- _Exercise passage_
┌──

How Richard Schwamm Found His Voice

A childhood speech impediment couldn’t derail his dreams

Published in 2021 Florida Super Lawyers magazine

By Carol Tice on June 24, 2021


As a Fort Lauderdale middle-schooler, Richard Schwamm was afflicted with both a severe stutter and a lisp so bad, he says, it was “put-on-the-trench-coat” time for those around him.

“It was horrible, and put me at an incredible disadvantage,” Schwamm recalls. “I became more shy and withdrawn. Kids back then were really, really, really cruel.”

For eight years, Schwamm dutifully attended daily speech therapy, but there was no change in his lisp, or in the 30-second delay before he could haltingly voice his thoughts. By high school, he’d had enough. He quit speech therapy, sat himself down, and gradually trained himself out of both speech impediments by practicing techniques such as slowing down as he spoke. 

And just as he found his voice, he took a class his senior year that would set his future course.

└──

- _Material provided_
┌──

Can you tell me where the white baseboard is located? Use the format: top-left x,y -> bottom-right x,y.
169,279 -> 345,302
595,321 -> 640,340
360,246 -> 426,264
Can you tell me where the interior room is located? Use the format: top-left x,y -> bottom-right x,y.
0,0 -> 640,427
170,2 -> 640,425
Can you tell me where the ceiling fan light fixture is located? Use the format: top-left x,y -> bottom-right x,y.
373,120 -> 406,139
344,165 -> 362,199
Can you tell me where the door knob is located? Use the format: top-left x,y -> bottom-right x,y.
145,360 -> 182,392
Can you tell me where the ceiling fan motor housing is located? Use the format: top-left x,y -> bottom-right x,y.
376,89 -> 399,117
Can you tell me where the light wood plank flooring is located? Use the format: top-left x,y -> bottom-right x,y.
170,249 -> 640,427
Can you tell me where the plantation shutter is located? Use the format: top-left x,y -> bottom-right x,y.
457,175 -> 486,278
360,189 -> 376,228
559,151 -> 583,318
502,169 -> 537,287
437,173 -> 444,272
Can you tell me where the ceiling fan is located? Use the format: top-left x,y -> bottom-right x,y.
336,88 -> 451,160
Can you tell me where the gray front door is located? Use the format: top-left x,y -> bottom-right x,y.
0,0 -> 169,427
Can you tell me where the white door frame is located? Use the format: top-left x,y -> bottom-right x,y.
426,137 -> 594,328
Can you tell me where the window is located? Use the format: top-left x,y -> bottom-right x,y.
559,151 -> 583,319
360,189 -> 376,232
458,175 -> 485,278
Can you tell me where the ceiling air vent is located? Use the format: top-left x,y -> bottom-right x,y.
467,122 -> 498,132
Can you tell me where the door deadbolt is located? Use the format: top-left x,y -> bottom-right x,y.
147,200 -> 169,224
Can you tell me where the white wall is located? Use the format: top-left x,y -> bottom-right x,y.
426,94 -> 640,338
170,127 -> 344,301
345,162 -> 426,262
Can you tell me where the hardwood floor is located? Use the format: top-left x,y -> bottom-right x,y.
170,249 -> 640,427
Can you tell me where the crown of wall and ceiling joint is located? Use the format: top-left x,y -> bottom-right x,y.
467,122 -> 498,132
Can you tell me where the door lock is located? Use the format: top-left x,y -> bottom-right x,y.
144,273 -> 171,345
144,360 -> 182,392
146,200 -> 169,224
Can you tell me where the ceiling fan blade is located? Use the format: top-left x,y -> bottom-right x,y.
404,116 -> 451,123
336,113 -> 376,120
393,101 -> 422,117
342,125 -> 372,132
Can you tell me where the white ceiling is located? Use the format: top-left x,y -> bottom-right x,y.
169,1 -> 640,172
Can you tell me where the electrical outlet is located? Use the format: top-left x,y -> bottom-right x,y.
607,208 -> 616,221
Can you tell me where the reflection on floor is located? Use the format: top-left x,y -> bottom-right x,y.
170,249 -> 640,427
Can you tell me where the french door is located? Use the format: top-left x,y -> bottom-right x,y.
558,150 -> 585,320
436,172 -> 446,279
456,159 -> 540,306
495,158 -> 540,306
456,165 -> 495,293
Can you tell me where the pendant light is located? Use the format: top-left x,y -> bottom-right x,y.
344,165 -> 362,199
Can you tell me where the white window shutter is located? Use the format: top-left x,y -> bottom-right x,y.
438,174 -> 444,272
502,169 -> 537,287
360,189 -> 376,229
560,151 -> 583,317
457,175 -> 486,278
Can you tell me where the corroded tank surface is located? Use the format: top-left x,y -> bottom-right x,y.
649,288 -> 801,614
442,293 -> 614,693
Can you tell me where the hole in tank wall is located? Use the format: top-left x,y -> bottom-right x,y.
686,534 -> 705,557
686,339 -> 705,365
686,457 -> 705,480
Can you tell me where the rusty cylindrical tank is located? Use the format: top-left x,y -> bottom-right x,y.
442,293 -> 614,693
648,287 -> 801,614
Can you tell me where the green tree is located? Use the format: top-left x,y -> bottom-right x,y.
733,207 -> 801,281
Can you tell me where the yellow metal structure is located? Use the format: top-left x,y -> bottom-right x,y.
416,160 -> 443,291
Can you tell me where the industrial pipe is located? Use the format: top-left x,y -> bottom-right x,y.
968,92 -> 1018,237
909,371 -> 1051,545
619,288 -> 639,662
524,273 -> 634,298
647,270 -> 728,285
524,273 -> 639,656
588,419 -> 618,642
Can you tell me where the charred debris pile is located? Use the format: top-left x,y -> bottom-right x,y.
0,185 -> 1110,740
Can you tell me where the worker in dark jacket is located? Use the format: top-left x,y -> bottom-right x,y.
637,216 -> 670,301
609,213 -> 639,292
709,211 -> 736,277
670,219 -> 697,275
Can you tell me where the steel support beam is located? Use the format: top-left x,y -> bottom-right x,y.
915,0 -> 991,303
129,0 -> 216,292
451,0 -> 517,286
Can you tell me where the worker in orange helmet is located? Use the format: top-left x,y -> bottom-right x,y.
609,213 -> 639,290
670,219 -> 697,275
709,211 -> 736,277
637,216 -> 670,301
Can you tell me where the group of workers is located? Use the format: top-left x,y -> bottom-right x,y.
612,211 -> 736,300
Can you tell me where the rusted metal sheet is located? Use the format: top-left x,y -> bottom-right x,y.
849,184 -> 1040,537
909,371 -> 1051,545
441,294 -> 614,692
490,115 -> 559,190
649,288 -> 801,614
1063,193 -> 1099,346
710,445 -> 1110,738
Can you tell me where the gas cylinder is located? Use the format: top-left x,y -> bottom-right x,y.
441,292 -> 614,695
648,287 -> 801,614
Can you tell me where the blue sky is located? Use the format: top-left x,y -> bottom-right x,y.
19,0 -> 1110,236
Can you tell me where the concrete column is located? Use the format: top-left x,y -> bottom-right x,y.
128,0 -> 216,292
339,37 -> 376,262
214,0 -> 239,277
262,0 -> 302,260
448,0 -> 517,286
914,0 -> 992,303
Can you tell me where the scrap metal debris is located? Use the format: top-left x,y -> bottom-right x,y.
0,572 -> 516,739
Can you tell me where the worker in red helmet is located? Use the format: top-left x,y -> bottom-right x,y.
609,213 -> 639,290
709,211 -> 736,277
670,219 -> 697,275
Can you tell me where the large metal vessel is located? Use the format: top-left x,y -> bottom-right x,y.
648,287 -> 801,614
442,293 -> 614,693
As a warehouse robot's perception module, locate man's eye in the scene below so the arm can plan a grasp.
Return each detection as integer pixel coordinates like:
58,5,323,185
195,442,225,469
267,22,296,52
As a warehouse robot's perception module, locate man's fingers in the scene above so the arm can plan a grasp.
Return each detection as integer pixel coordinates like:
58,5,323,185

└──

- _What you will do_
1. List every action the Richard Schwamm article says Schwamm took once he had had enough of speech therapy in high school.
2. Reproduce word for word the part of the Richard Schwamm article starting at "Published in 2021" and ending at "those around him.".
3. Decide whether each statement agrees with the Richard Schwamm article, and quote the words that settle it. (a) Schwamm attended speech therapy for eight years. (b) Speech therapy cured his lisp. (c) The class that set his future course came in his junior year.
The rows are material separate from the Richard Schwamm article.

- _Task solutions_
1.
- He quit speech therapy.
- He sat himself down.
- He gradually trained himself out of both speech impediments.

2.
Published in 2021 Florida Super Lawyers magazine

By Carol Tice on June 24, 2021


As a Fort Lauderdale middle-schooler, Richard Schwamm was afflicted with both a severe stutter and a lisp so bad, he says, it was “put-on-the-trench-coat” time for those around him.

3.
(a) Yes: "For eight years, Schwamm dutifully attended daily speech therapy"
(b) No: "there was no change in his lisp"
(c) No: "he took a class his senior year that would set his future course"